> **Task description**:
Set down exactly the lines below, from the one containing "x=134, y=232" through the final line, and include no others.

> **Data shown**:

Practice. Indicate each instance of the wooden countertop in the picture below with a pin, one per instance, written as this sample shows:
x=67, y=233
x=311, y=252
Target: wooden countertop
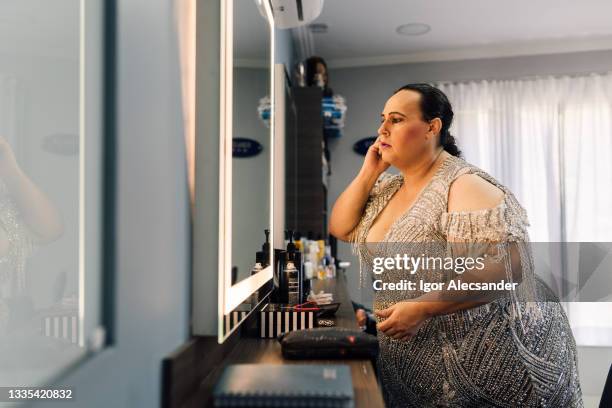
x=268, y=351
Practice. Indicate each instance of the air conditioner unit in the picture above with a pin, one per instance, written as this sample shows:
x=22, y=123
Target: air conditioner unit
x=292, y=13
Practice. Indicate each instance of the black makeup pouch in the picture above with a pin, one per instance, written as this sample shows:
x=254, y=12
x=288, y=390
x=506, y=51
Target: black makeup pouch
x=328, y=343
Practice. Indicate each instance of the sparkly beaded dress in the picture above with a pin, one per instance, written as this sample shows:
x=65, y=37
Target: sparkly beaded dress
x=506, y=353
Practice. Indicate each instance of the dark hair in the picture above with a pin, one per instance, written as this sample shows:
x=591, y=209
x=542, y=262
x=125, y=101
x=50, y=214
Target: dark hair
x=311, y=69
x=435, y=104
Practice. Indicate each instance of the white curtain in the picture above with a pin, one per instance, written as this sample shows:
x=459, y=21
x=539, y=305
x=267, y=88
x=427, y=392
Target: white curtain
x=550, y=141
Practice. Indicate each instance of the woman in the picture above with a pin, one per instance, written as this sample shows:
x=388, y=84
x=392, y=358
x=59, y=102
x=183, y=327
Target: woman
x=452, y=349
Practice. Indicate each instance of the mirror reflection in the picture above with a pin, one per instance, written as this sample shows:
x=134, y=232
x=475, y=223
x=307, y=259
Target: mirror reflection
x=251, y=138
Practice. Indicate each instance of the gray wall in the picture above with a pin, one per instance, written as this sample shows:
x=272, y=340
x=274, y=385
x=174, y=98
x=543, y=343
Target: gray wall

> **Answer box**:
x=134, y=232
x=475, y=223
x=307, y=259
Target: mirror reflection
x=251, y=138
Practice. Indicate each instance of the gray wall in the picture above with a pin, one per instance, written as this sample shows:
x=272, y=340
x=274, y=385
x=174, y=98
x=543, y=343
Target: gray wall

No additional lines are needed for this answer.